- _Requirements_
Return every line of the listing that contains the word "window", matching case exactly.

- _Exercise materials_
↓

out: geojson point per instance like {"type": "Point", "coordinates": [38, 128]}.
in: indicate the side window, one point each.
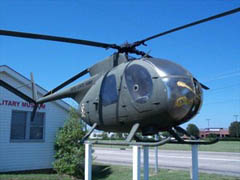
{"type": "Point", "coordinates": [18, 125]}
{"type": "Point", "coordinates": [109, 90]}
{"type": "Point", "coordinates": [23, 129]}
{"type": "Point", "coordinates": [139, 83]}
{"type": "Point", "coordinates": [36, 126]}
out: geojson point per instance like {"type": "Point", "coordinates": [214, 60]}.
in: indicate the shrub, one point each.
{"type": "Point", "coordinates": [69, 152]}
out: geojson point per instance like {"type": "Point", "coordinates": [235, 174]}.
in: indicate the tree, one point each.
{"type": "Point", "coordinates": [234, 129]}
{"type": "Point", "coordinates": [193, 130]}
{"type": "Point", "coordinates": [69, 152]}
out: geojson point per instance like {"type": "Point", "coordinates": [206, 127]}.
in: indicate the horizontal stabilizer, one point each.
{"type": "Point", "coordinates": [17, 92]}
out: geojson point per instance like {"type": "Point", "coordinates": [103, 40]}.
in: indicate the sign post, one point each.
{"type": "Point", "coordinates": [194, 162]}
{"type": "Point", "coordinates": [88, 161]}
{"type": "Point", "coordinates": [146, 162]}
{"type": "Point", "coordinates": [136, 162]}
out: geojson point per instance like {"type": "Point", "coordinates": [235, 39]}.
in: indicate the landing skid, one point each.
{"type": "Point", "coordinates": [193, 140]}
{"type": "Point", "coordinates": [129, 140]}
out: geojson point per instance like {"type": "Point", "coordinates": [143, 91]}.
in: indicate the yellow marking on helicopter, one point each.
{"type": "Point", "coordinates": [183, 100]}
{"type": "Point", "coordinates": [183, 84]}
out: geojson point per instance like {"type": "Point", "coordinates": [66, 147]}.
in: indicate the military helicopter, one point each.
{"type": "Point", "coordinates": [128, 94]}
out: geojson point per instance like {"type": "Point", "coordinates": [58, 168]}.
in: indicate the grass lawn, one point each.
{"type": "Point", "coordinates": [103, 172]}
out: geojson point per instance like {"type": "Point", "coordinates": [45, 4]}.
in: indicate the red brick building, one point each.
{"type": "Point", "coordinates": [220, 132]}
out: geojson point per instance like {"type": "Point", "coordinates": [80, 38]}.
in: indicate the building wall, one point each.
{"type": "Point", "coordinates": [16, 156]}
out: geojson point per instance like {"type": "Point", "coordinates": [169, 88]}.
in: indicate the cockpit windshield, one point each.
{"type": "Point", "coordinates": [168, 68]}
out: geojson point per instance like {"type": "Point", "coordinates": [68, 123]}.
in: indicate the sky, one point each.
{"type": "Point", "coordinates": [210, 51]}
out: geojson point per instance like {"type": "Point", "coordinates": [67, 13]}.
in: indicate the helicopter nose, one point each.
{"type": "Point", "coordinates": [184, 97]}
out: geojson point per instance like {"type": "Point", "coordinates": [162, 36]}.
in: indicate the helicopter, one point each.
{"type": "Point", "coordinates": [129, 94]}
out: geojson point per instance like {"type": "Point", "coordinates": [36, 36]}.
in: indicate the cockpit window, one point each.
{"type": "Point", "coordinates": [167, 68]}
{"type": "Point", "coordinates": [139, 83]}
{"type": "Point", "coordinates": [109, 90]}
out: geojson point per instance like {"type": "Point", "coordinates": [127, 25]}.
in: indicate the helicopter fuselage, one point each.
{"type": "Point", "coordinates": [157, 94]}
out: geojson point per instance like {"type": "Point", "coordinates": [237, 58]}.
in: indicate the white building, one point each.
{"type": "Point", "coordinates": [26, 144]}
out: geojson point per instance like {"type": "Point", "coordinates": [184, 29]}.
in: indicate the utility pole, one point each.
{"type": "Point", "coordinates": [236, 117]}
{"type": "Point", "coordinates": [208, 120]}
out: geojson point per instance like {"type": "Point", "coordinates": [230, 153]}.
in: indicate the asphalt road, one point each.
{"type": "Point", "coordinates": [211, 162]}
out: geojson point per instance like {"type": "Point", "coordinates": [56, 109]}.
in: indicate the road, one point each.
{"type": "Point", "coordinates": [210, 162]}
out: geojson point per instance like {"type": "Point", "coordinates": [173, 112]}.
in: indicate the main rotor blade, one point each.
{"type": "Point", "coordinates": [67, 82]}
{"type": "Point", "coordinates": [137, 43]}
{"type": "Point", "coordinates": [56, 38]}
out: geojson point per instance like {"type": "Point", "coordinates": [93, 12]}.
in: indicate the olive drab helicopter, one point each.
{"type": "Point", "coordinates": [129, 94]}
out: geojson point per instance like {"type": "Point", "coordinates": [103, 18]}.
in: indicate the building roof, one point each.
{"type": "Point", "coordinates": [19, 77]}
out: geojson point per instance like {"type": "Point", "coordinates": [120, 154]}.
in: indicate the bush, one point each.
{"type": "Point", "coordinates": [69, 152]}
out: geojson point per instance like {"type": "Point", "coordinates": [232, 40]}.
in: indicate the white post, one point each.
{"type": "Point", "coordinates": [136, 163]}
{"type": "Point", "coordinates": [88, 161]}
{"type": "Point", "coordinates": [146, 162]}
{"type": "Point", "coordinates": [156, 154]}
{"type": "Point", "coordinates": [194, 162]}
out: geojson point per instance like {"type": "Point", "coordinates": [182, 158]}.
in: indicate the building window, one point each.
{"type": "Point", "coordinates": [23, 129]}
{"type": "Point", "coordinates": [109, 90]}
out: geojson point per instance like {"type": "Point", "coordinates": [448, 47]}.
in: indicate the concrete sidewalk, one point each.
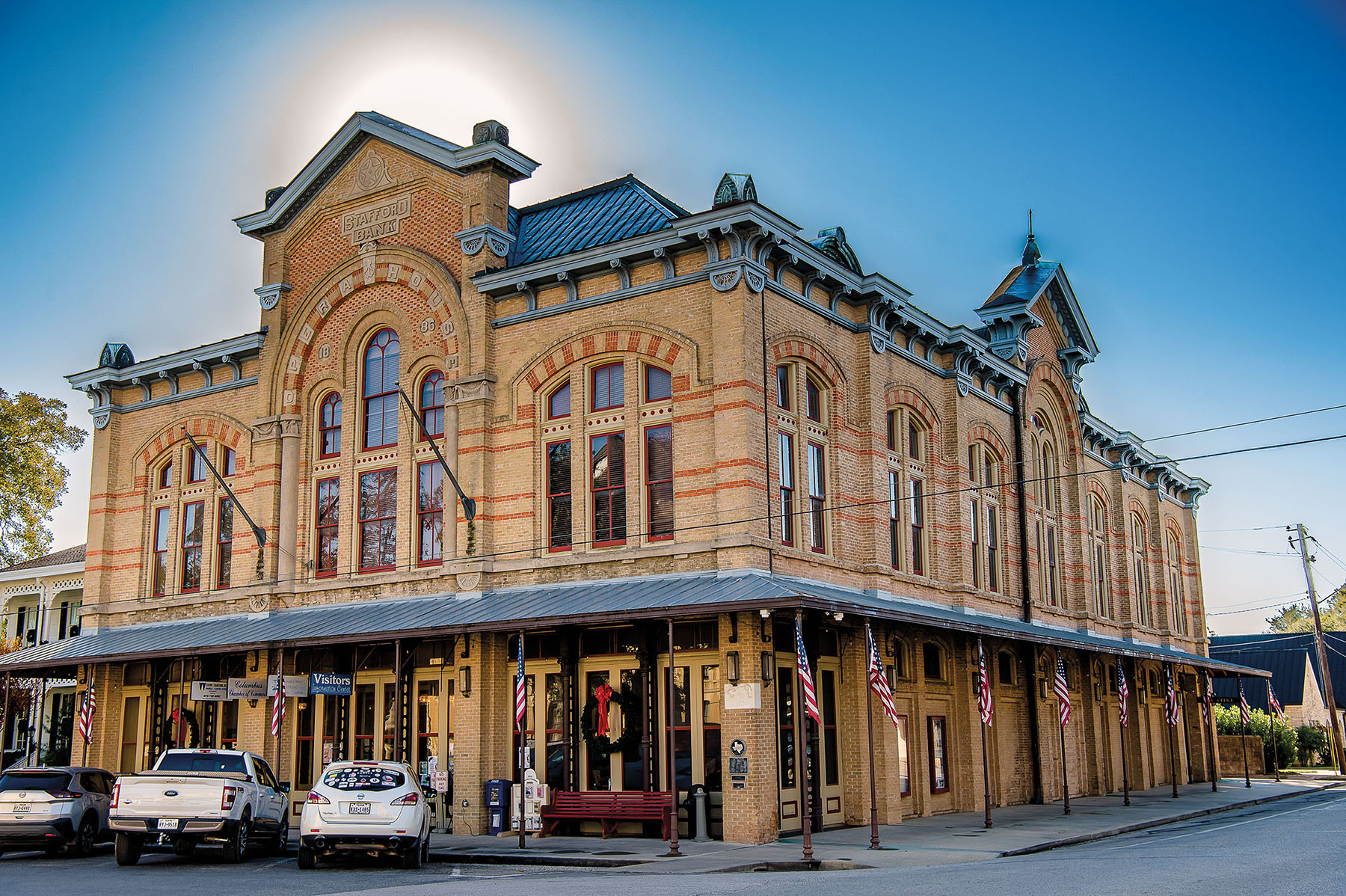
{"type": "Point", "coordinates": [918, 841]}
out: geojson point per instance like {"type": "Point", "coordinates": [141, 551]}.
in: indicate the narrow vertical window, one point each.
{"type": "Point", "coordinates": [817, 497]}
{"type": "Point", "coordinates": [787, 461]}
{"type": "Point", "coordinates": [659, 479]}
{"type": "Point", "coordinates": [607, 474]}
{"type": "Point", "coordinates": [430, 512]}
{"type": "Point", "coordinates": [193, 524]}
{"type": "Point", "coordinates": [159, 568]}
{"type": "Point", "coordinates": [326, 518]}
{"type": "Point", "coordinates": [894, 517]}
{"type": "Point", "coordinates": [607, 389]}
{"type": "Point", "coordinates": [329, 426]}
{"type": "Point", "coordinates": [224, 542]}
{"type": "Point", "coordinates": [659, 384]}
{"type": "Point", "coordinates": [380, 389]}
{"type": "Point", "coordinates": [917, 527]}
{"type": "Point", "coordinates": [559, 494]}
{"type": "Point", "coordinates": [378, 520]}
{"type": "Point", "coordinates": [432, 405]}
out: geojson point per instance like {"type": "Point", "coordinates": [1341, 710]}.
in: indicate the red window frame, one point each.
{"type": "Point", "coordinates": [653, 369]}
{"type": "Point", "coordinates": [558, 497]}
{"type": "Point", "coordinates": [606, 370]}
{"type": "Point", "coordinates": [432, 405]}
{"type": "Point", "coordinates": [817, 498]}
{"type": "Point", "coordinates": [159, 568]}
{"type": "Point", "coordinates": [387, 522]}
{"type": "Point", "coordinates": [430, 512]}
{"type": "Point", "coordinates": [191, 541]}
{"type": "Point", "coordinates": [612, 494]}
{"type": "Point", "coordinates": [224, 542]}
{"type": "Point", "coordinates": [785, 447]}
{"type": "Point", "coordinates": [326, 518]}
{"type": "Point", "coordinates": [385, 400]}
{"type": "Point", "coordinates": [329, 427]}
{"type": "Point", "coordinates": [659, 485]}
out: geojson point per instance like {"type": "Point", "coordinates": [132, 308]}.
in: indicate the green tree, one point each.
{"type": "Point", "coordinates": [33, 432]}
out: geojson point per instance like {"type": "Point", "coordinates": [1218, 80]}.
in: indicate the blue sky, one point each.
{"type": "Point", "coordinates": [1184, 162]}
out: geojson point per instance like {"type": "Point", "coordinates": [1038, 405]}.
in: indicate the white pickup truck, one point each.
{"type": "Point", "coordinates": [200, 795]}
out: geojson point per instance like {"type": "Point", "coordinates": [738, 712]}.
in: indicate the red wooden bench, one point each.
{"type": "Point", "coordinates": [609, 808]}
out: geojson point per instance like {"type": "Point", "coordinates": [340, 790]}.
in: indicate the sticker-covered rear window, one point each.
{"type": "Point", "coordinates": [363, 778]}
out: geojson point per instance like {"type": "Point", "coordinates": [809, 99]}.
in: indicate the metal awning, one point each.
{"type": "Point", "coordinates": [548, 606]}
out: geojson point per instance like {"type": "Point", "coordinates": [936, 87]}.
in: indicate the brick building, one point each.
{"type": "Point", "coordinates": [677, 428]}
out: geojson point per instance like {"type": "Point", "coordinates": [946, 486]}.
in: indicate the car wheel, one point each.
{"type": "Point", "coordinates": [87, 832]}
{"type": "Point", "coordinates": [127, 849]}
{"type": "Point", "coordinates": [236, 849]}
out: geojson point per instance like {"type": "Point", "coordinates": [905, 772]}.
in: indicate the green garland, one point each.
{"type": "Point", "coordinates": [600, 746]}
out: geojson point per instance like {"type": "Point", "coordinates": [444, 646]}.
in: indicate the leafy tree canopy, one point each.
{"type": "Point", "coordinates": [33, 432]}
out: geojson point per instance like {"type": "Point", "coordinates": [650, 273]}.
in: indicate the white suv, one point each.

↑

- _Exercise result_
in: indicate the side window, one point each.
in: indicate the cockpit window, one point each.
in: indicate the building window, one point each.
in: indicate the narrow vertical window, one point each.
in: indicate the red window frame, one point each.
in: indicate the sticker-covered rear window, one point each.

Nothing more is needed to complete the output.